Start of Block

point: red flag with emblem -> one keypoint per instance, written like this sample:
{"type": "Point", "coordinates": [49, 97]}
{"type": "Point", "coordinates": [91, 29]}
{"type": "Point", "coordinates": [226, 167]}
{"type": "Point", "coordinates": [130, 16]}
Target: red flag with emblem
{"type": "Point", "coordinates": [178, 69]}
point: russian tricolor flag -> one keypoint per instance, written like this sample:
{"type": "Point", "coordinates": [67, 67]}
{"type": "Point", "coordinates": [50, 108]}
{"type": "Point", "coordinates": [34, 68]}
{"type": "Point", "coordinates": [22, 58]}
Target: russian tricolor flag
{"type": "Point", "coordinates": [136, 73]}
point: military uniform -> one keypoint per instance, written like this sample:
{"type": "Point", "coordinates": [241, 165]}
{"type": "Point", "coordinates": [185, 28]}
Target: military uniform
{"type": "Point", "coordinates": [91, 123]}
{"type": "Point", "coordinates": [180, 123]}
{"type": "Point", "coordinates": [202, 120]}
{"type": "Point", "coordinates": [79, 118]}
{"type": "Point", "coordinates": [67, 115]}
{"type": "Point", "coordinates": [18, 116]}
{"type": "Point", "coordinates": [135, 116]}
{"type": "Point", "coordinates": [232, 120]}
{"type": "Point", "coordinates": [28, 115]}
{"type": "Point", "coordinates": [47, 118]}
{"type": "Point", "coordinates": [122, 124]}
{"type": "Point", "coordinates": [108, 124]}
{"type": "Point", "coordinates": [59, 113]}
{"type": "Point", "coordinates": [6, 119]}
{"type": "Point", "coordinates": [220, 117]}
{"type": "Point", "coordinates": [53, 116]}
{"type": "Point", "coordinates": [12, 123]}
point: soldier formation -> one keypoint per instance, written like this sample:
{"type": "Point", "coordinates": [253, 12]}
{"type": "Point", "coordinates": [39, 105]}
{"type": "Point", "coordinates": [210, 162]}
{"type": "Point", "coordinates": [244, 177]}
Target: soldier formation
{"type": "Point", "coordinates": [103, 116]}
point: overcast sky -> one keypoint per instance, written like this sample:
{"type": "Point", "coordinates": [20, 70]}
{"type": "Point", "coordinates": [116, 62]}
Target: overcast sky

End of Block

*ABOUT THIS TASK*. Print out each line of the data exactly.

*YOUR SOLUTION*.
point: red flag with emblem -> one keypoint per instance, written like this sample:
{"type": "Point", "coordinates": [49, 97]}
{"type": "Point", "coordinates": [91, 29]}
{"type": "Point", "coordinates": [226, 167]}
{"type": "Point", "coordinates": [130, 16]}
Target: red flag with emblem
{"type": "Point", "coordinates": [178, 69]}
point: russian tricolor flag -> one keypoint per instance, written like this sample:
{"type": "Point", "coordinates": [67, 67]}
{"type": "Point", "coordinates": [50, 108]}
{"type": "Point", "coordinates": [34, 68]}
{"type": "Point", "coordinates": [22, 58]}
Target: russian tricolor flag
{"type": "Point", "coordinates": [136, 73]}
point: military uniform -> one keypoint per instance, written like this sample:
{"type": "Point", "coordinates": [241, 165]}
{"type": "Point", "coordinates": [185, 28]}
Target: military uniform
{"type": "Point", "coordinates": [91, 123]}
{"type": "Point", "coordinates": [180, 123]}
{"type": "Point", "coordinates": [202, 120]}
{"type": "Point", "coordinates": [79, 118]}
{"type": "Point", "coordinates": [67, 115]}
{"type": "Point", "coordinates": [18, 116]}
{"type": "Point", "coordinates": [135, 116]}
{"type": "Point", "coordinates": [232, 120]}
{"type": "Point", "coordinates": [28, 115]}
{"type": "Point", "coordinates": [47, 118]}
{"type": "Point", "coordinates": [122, 124]}
{"type": "Point", "coordinates": [108, 124]}
{"type": "Point", "coordinates": [59, 113]}
{"type": "Point", "coordinates": [6, 119]}
{"type": "Point", "coordinates": [220, 117]}
{"type": "Point", "coordinates": [53, 116]}
{"type": "Point", "coordinates": [12, 123]}
point: soldier formation -> one keypoint per instance, written like this sample:
{"type": "Point", "coordinates": [253, 12]}
{"type": "Point", "coordinates": [39, 105]}
{"type": "Point", "coordinates": [210, 162]}
{"type": "Point", "coordinates": [244, 177]}
Target: soldier formation
{"type": "Point", "coordinates": [103, 116]}
point: overcast sky -> one keypoint per instance, written like this sample:
{"type": "Point", "coordinates": [20, 70]}
{"type": "Point", "coordinates": [116, 62]}
Target: overcast sky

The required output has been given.